* [Показанный фрагмент]:
Почему из-за малых металлов началась большая битва
В марте финансируемое американским правительством радио «Свободная Азия» опубликовало статью, которую сопроводило любопытной фотографией агентства Reuters. На северокорейско-китайской границе огромная гора 500-килограммовых оранжевых баулов, набитых здоровенными кусками горной породы. За ними приглядывает строгий корейский военный, судя по петлицам, ефрейтор, в добротном полушубке с роскошным меховым воротником. На поясе – пистолет, на рукаве – красная повязка с надписью «Инспектор».

* [Ваше задание]: Продолжите текст о битве за малые металлы, начав сразу после его последнего предложения.

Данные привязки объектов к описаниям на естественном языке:

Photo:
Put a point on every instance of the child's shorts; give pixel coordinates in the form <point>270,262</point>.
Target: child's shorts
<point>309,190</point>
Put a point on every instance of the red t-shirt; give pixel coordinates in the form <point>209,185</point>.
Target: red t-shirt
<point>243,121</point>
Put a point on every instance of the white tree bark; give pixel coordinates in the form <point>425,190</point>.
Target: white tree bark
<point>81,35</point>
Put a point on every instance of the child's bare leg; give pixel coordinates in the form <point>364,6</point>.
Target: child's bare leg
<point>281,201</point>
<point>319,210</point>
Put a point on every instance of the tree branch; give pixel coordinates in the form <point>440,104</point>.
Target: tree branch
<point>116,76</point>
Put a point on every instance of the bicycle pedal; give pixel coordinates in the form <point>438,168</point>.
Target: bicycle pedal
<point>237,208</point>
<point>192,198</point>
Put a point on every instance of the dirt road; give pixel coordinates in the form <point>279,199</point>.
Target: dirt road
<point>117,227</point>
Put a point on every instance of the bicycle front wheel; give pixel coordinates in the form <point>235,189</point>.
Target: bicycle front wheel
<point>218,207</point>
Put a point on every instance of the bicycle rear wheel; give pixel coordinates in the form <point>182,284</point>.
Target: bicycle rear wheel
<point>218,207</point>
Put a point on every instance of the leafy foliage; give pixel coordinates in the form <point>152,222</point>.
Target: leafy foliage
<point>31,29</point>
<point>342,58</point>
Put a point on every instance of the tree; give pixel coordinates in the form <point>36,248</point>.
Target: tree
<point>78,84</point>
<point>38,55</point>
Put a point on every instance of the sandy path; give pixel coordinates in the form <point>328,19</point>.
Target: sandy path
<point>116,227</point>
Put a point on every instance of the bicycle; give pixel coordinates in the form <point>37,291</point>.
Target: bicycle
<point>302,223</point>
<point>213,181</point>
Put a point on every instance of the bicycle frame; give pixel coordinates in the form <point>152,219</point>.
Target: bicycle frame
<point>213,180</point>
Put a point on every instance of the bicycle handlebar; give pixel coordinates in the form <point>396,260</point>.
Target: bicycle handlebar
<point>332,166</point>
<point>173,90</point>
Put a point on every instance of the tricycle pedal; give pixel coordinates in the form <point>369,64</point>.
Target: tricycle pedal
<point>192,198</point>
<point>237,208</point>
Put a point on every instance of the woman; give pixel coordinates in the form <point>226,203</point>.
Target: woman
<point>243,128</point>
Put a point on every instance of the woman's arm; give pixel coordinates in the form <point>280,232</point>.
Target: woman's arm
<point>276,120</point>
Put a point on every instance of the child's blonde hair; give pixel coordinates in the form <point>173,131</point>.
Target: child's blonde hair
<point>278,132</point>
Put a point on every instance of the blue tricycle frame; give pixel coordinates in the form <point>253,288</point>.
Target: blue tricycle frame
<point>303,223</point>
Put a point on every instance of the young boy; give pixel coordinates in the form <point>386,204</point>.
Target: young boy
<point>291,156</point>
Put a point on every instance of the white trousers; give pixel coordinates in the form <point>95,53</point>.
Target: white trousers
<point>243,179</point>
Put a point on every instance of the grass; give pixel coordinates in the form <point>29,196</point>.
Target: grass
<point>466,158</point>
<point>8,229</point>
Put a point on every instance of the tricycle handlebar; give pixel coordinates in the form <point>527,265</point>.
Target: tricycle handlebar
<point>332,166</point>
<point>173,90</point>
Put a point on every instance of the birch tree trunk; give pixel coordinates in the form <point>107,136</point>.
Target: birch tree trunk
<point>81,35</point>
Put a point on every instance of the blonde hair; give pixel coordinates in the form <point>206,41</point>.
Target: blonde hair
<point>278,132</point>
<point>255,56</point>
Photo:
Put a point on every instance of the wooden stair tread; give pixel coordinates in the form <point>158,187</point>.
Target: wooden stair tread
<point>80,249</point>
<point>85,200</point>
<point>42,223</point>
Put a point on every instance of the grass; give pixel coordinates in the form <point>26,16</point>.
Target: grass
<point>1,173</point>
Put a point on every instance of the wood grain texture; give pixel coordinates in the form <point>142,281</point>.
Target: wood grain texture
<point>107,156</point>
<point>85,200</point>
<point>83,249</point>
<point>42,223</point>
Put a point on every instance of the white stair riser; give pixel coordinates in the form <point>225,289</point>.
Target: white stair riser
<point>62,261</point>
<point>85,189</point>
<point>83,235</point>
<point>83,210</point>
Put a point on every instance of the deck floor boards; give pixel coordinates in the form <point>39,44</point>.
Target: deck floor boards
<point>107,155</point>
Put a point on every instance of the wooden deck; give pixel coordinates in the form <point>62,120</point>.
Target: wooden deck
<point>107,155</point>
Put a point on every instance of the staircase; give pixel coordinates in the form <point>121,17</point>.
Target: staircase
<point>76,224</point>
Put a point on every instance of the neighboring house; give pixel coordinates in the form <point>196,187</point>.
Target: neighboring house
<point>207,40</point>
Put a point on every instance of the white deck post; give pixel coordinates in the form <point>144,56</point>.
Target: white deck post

* [Поле ответа]:
Сообщается, что это КНДР гонит в Китай редкоземы, а именно: молибден из шахты Пэгам. По-видимому, у «Свободной Азии» своя таблица Менделеева: молибден не считается редкоземельным элементом, хотя и относится к так называемым малым металлам. По сравнению, например, с железом, медью или алюминием, ежегодная добыча которых составляет десятки и сотни миллионов тонн, эти металлы, которых насчитывается около 50, нужны в объемах от тысяч до десятков тысяч тонн. Но без них невозможна никакая высокотехнологичная продукция – от электроники и «зеленой» энергетики до медицинской техники и современных вооружений. Это как щепотка соли, без которой не сваришь большую кастрюлю супа. Их микроскопические добавки делают конструкционные элементы легкими, прочными и устойчивыми к внешним воздействиям. Они обеспечивают работу мощных магнитов и аккумуляторных батарей. Благодаря им мы можем тыкать пальцем в тачскрин и смотреть в интернете котиков. Трудно назвать область, где бы малые металлы не делали свою большую работу. Причем очень часто их просто невозможно заменить без критического ухудшения свойств продукта, не говоря уже о серьезных технических трудностях и значительных экономических издержках.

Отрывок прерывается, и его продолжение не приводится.